Goal of the exercise
Reproduce everything from the start of the entries down to the line containing "[11,381,47,409]", swapping "crocodile foot" for "crocodile paw" and leaving the pictures out.

Data for this exercise
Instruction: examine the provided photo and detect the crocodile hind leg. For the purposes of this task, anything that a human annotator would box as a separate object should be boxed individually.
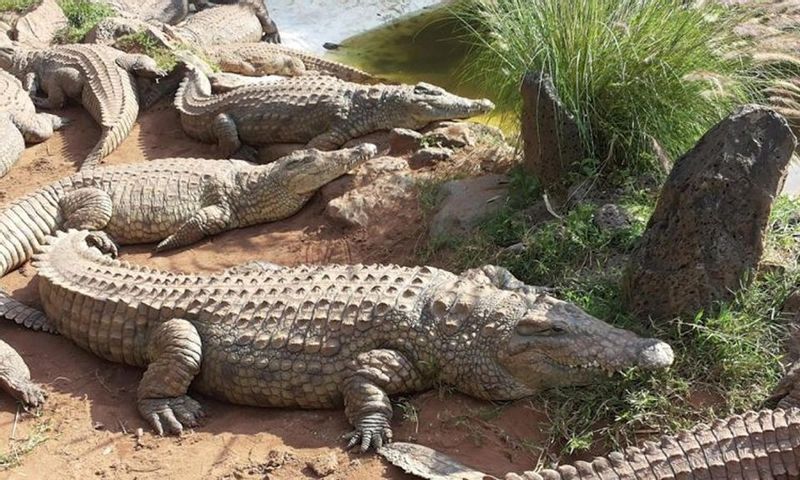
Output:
[342,350,430,452]
[156,205,231,252]
[115,53,167,78]
[59,187,113,230]
[211,113,242,158]
[0,340,46,408]
[137,318,205,435]
[31,67,83,110]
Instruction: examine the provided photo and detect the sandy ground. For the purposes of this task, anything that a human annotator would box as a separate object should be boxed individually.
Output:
[0,104,546,480]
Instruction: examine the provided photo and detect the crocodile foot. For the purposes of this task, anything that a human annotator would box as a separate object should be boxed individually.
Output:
[139,395,206,435]
[86,231,119,258]
[344,413,392,452]
[11,381,47,409]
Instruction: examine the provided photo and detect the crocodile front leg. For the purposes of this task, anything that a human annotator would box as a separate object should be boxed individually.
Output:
[0,340,46,408]
[342,350,430,452]
[59,187,113,230]
[156,205,231,252]
[137,318,205,435]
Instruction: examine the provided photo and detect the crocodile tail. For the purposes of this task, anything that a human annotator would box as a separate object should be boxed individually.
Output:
[0,289,56,333]
[505,409,800,480]
[0,185,60,275]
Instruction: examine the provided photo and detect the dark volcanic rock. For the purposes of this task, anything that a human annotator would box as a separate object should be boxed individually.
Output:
[521,72,585,199]
[623,106,796,319]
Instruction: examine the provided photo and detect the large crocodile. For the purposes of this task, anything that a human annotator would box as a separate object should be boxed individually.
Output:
[164,0,280,49]
[29,230,673,450]
[175,65,494,156]
[0,340,45,408]
[0,144,377,312]
[0,70,67,177]
[380,408,800,480]
[0,44,163,168]
[198,42,379,84]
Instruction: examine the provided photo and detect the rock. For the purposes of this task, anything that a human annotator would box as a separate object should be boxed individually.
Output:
[623,106,796,319]
[430,175,508,237]
[592,203,631,232]
[389,128,422,155]
[408,147,455,168]
[325,173,414,228]
[521,72,586,198]
[14,0,68,48]
[306,452,339,478]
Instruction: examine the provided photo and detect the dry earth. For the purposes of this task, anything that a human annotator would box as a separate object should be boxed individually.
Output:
[0,104,547,480]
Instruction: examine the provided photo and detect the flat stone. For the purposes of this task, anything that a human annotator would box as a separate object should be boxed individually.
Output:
[592,203,631,232]
[521,72,586,201]
[14,0,68,48]
[623,106,796,319]
[430,175,508,237]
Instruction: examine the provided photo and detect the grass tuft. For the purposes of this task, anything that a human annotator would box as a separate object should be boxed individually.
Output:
[420,171,800,463]
[0,0,38,12]
[55,0,115,43]
[454,0,766,172]
[115,31,178,72]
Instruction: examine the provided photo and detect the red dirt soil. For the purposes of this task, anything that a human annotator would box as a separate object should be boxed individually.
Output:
[0,103,547,480]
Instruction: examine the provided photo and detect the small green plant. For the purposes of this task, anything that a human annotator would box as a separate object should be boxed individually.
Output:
[0,0,37,12]
[454,0,766,173]
[0,419,51,471]
[116,31,178,71]
[56,0,114,43]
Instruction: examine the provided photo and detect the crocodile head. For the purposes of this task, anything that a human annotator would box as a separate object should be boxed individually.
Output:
[386,83,494,128]
[271,143,378,195]
[431,286,674,400]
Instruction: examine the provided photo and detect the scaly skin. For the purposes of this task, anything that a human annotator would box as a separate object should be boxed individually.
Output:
[381,408,800,480]
[0,340,45,408]
[0,145,376,329]
[175,66,494,156]
[0,70,67,177]
[34,230,673,450]
[164,0,280,49]
[0,44,163,168]
[203,42,378,84]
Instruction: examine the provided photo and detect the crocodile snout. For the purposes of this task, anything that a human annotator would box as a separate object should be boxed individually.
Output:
[638,341,675,370]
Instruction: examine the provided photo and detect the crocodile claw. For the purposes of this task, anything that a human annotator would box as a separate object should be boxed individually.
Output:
[343,414,392,453]
[139,395,206,435]
[86,231,119,258]
[14,382,47,410]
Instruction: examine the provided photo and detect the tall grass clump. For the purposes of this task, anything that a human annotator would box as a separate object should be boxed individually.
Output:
[56,0,114,43]
[455,0,758,171]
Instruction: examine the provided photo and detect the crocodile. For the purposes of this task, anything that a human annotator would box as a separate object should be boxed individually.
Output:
[175,62,494,156]
[0,70,67,177]
[379,408,800,480]
[33,230,673,451]
[203,42,380,84]
[0,44,164,168]
[0,340,46,408]
[163,0,280,50]
[0,144,377,329]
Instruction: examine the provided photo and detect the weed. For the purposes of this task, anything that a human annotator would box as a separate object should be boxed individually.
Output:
[56,0,114,43]
[0,419,51,471]
[0,0,37,12]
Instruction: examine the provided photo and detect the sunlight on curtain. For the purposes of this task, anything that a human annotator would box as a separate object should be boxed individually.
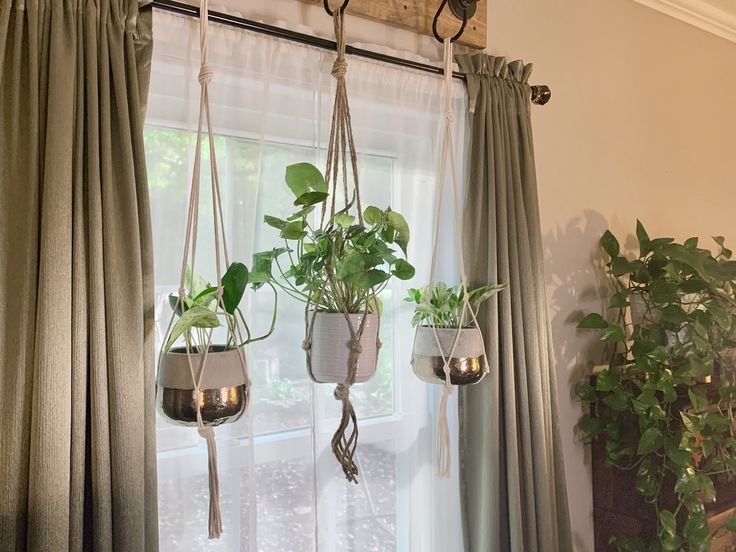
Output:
[145,13,466,552]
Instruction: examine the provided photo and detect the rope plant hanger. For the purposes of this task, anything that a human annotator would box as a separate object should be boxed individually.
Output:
[303,0,381,483]
[410,35,494,479]
[157,0,250,539]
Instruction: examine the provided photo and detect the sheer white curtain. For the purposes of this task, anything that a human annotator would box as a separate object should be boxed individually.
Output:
[146,9,466,552]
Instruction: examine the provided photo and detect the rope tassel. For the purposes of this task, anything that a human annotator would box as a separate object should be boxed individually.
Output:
[437,385,452,479]
[199,427,222,539]
[332,383,358,483]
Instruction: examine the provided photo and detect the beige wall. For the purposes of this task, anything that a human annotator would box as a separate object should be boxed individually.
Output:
[207,0,736,552]
[488,0,736,552]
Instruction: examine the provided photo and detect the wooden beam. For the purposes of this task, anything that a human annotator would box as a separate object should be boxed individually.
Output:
[300,0,488,49]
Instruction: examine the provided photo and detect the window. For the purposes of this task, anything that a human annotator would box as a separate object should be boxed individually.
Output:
[145,9,464,552]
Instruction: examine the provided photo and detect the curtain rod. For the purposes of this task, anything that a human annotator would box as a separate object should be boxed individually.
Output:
[150,0,552,105]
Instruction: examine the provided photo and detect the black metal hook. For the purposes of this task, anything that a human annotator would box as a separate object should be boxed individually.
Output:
[432,0,478,42]
[324,0,350,17]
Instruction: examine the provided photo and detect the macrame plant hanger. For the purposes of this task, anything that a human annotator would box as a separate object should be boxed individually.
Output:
[303,0,381,483]
[161,0,250,539]
[415,34,489,479]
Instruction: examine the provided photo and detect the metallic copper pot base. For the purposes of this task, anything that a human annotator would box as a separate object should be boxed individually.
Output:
[156,385,249,426]
[412,354,485,385]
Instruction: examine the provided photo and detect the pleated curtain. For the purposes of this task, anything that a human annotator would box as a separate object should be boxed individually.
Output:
[457,54,572,552]
[0,0,157,552]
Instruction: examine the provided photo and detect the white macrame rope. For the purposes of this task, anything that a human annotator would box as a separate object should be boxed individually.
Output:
[414,38,488,479]
[161,0,250,539]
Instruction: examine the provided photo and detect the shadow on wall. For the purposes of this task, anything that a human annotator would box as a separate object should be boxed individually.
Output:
[542,211,609,552]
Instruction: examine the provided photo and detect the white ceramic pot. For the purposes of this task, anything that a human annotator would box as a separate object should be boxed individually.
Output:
[411,326,486,385]
[309,312,379,383]
[156,346,250,426]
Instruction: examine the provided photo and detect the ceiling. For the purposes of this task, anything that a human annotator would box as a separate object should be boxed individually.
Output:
[703,0,736,15]
[635,0,736,42]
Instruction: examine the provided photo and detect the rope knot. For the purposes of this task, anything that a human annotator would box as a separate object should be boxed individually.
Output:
[333,383,350,401]
[332,57,348,79]
[197,64,215,84]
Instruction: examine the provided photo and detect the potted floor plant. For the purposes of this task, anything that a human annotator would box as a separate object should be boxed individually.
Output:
[405,282,506,385]
[156,262,277,426]
[577,223,736,551]
[251,163,414,383]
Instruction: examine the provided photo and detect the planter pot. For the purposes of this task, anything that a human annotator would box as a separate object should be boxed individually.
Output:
[629,293,647,325]
[411,326,486,385]
[310,312,379,383]
[156,345,250,426]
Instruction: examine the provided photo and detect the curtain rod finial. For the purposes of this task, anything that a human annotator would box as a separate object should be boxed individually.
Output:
[532,84,552,105]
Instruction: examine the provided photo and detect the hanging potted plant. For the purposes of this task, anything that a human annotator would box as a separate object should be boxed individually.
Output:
[405,282,506,385]
[156,262,278,426]
[251,163,414,481]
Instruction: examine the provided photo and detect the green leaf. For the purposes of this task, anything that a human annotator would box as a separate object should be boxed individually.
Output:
[687,387,709,412]
[388,211,410,255]
[285,163,327,197]
[164,307,220,351]
[578,312,608,330]
[600,230,621,259]
[263,215,286,230]
[286,205,314,222]
[294,192,329,207]
[222,262,248,314]
[191,286,217,307]
[363,205,383,226]
[392,259,415,280]
[683,237,698,249]
[345,268,389,289]
[636,427,663,455]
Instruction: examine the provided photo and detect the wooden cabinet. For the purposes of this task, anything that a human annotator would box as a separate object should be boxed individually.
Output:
[592,426,736,552]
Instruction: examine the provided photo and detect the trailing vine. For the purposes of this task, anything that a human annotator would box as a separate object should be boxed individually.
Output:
[577,222,736,552]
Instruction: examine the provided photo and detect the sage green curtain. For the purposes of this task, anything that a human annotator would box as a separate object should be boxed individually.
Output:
[0,0,157,552]
[457,54,572,552]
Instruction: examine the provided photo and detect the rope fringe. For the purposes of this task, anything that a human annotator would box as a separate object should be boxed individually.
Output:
[302,10,381,483]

Task response
Instruction: examine the provided photo and detect the crocodile hind leg. For the purposes of this task, anything that a human annotator would box as a separate object should be boxed individually.
Output:
[342,350,430,452]
[156,205,231,252]
[115,53,167,78]
[59,187,113,230]
[211,113,242,158]
[0,340,46,408]
[137,318,205,435]
[31,67,83,110]
Instruction: examine the provided photo and detect the sandy ground. For the purposes of this task, anything that a human annotator would box as a separate object should be boxed individually.
Output:
[0,104,546,480]
Instruction: examine the provided photo and detect the crocodile paw. For the purposes of this task, anything that a human annotator would box as a separate object should be boxed individually.
Output:
[139,395,206,435]
[86,231,119,258]
[344,413,392,452]
[11,381,47,409]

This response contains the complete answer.